Transhipment Jakarta Port bukan saja menjadi konsen PT Pelindo II, namun juga pemerintahan Presiden Joko Widodo (Jokowi). Keberhasilan mendatangkan kapal besar berkapasitas 8500 TEUs milik perusahaan pelayaran Perancis Compagnie Maritime d’affretement-Compagnie Generali Maritime (CMA CGM) secara weekly ke Tanjung Priok tujuan akhir Amerika Serikat, membuktikan bahwa upaya Pelindo II melakukan penyempurnaan jasa pelayanan kepelabuhanan baik dari sistem, fasilitas maupun infrastruktur, telah mampu menjadikan perusahaan BUMN ini bersaing dengan pelabuhan besar lainnya.
Setelah resmi diluncurkan oleh Menhub Budi Karya Sumadi beberapa bulan lalu, kapal CMA CGM ini selalu rutin bersandar di dermaga JICT. Meski muatan yang diangkut dari Jakarta belum sesuai harapan pelayaran, tetapi perusahaan pelayaran Perancis ini tetap komit sampai saat ini.

• Data Tersedia
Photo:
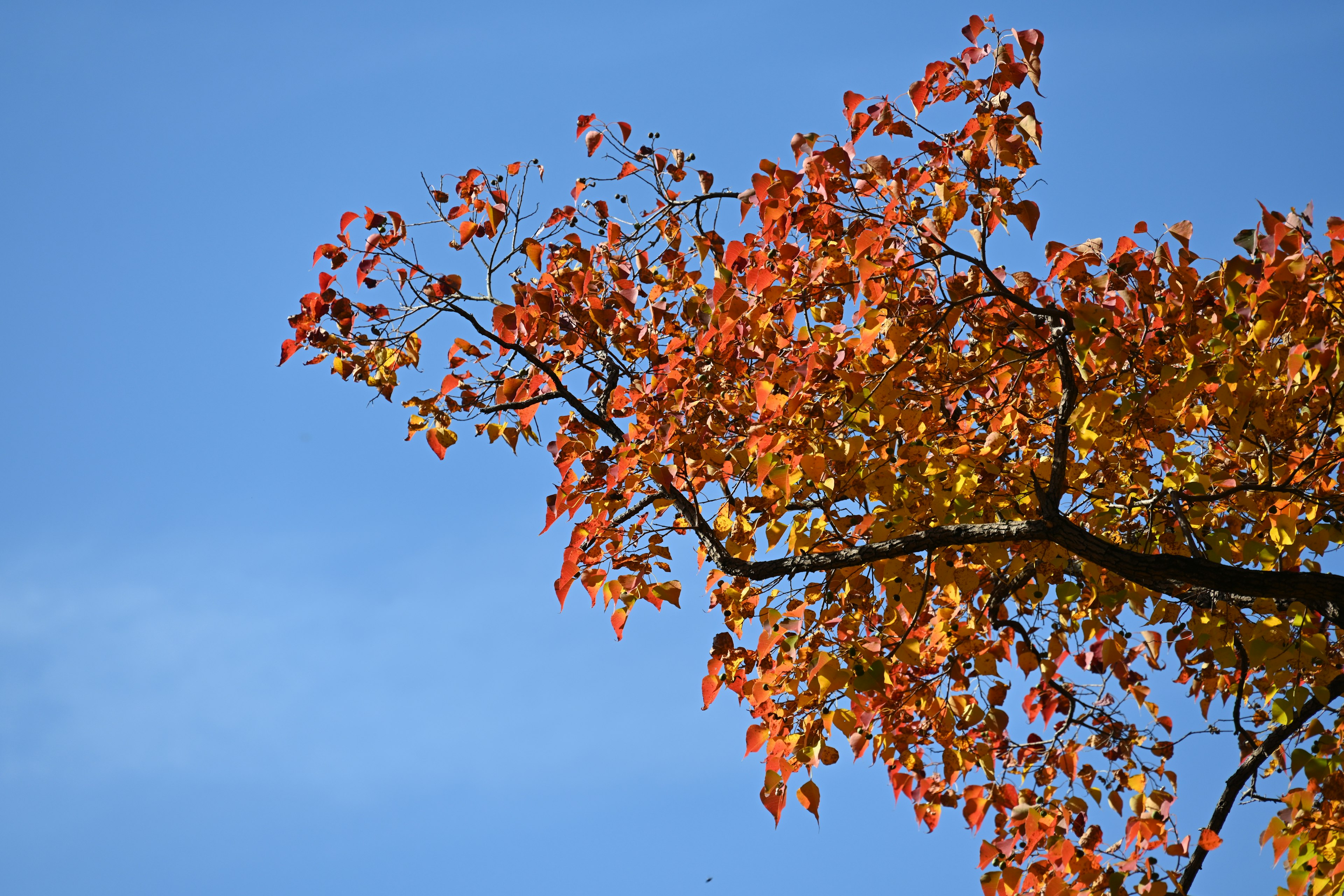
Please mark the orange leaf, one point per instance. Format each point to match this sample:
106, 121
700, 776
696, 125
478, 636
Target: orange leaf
710, 690
810, 797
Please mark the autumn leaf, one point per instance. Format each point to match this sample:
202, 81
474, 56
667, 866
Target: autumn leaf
905, 469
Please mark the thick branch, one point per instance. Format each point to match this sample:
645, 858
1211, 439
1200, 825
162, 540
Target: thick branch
1068, 401
1193, 581
1248, 769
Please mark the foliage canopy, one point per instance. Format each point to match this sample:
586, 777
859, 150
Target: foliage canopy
910, 471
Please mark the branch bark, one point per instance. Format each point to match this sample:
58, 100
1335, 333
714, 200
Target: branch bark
1193, 581
1248, 769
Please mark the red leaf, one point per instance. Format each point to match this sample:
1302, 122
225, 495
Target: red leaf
810, 797
558, 216
851, 103
593, 140
974, 29
918, 94
440, 441
1182, 230
1029, 214
326, 250
773, 800
710, 690
373, 219
287, 350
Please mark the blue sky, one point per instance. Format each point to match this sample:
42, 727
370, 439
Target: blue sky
209, 684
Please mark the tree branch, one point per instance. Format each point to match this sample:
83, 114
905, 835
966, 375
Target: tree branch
1193, 581
1248, 770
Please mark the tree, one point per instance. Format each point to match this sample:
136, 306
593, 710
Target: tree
912, 471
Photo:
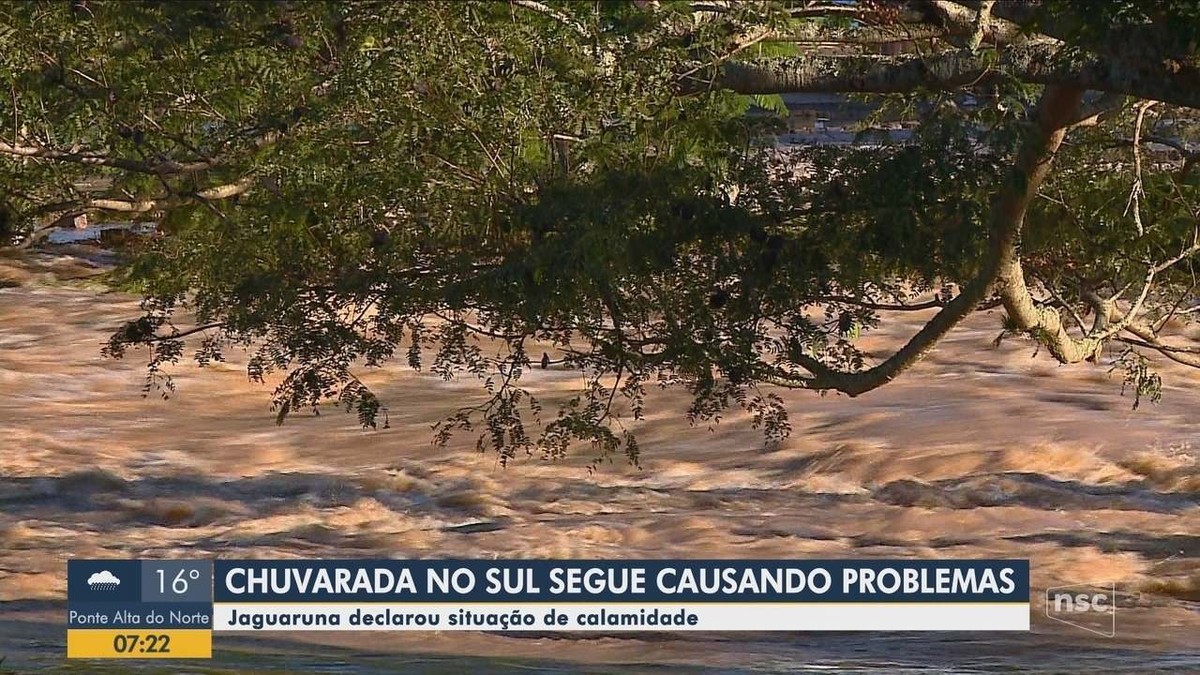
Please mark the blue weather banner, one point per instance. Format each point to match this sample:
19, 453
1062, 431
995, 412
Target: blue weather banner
137, 601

• Yang Diminta
**1.** Terjemahkan kalimat dari kutipan tentang transhipment Jakarta Port berikut ke dalam bahasa Inggris: "Setelah resmi diluncurkan oleh Menhub Budi Karya Sumadi beberapa bulan lalu, kapal CMA CGM ini selalu rutin bersandar di dermaga JICT."
**2.** Jawab pertanyaan berikut berdasarkan kutipan tentang transhipment Jakarta Port:
(a) Berapa kapasitas kapal besar milik CMA CGM?
(b) Siapa yang meluncurkan layanan kapal CMA CGM tersebut secara resmi?
(c) Di dermaga mana kapal CMA CGM rutin bersandar?
**3.** Perpanjang kutipan tentang transhipment Jakarta Port mulai dari kalimat terakhirnya.

• Hasil per Tugas
**1.** After being officially launched by Minister of Transportation Budi Karya Sumadi a few months ago, this CMA CGM vessel has routinely berthed at the JICT terminal.

**2.**
(a) 8500 TEUs
(b) Menhub Budi Karya Sumadi
(c) Dermaga JICT

**3.**
Namun, kehadiran CMA CGM tersebut, kemudian memunculkan banyak pelayaran asing yang juga rutin masuk pelabuhan Tanjung Priok menjadi cemburu dengan perlakuan yang diberikan oleh Pelindo II.
Konon, CMA CGM banyak mendapat diskon tarif dari aktifitasnya selama masuk ke Tanjung Priok. Ketika hal ini Ocean Week tanyakan kepada Elvyn G. Masassya, Dirut PT Pelindo II ini hanya tersenyum.
“Kalau pelayaran ingin memperoleh perlakuan sama seperti CMA CGM, silakan bawa kapal besar juga masuk ke Priok, kami akan berikan juga apa yang didapat oleh CMA CGM, ” kata Elvyn.
Seperti diketahui bahwa perusahaan pelayaran asing yang berkegiatan di Priok, cukup banyak, misalnya ada MSC, Evergreen, NYK, Maersk Line, dan sebagainya.
Padahal, menurut Sumber terpercaya Ocean Week di salah satu terminal di Tanjung Priok, pelayaran-pelayaran asing justru ingin memasukkan kapalnya disesuaikan dengan volume tersedia. “Mereka selalu berhitung ekonomis, kalau volume barang yang ada hanya membutuhkan kapal kapasitas 3.500 TEUs misalnya, mereka akan bawa kapal sebesar itu pula,” ungkap Sumber yang tak mau disebut jatidirinya per telpon, Selasa (13/6) malam.
Mayoritas pelayaran asing itu berpikir realistis, sebab jika mereka berbondong-bondong masuk membawa kapal besarnya, apakah barang yang diangkut tersedia atau tidak.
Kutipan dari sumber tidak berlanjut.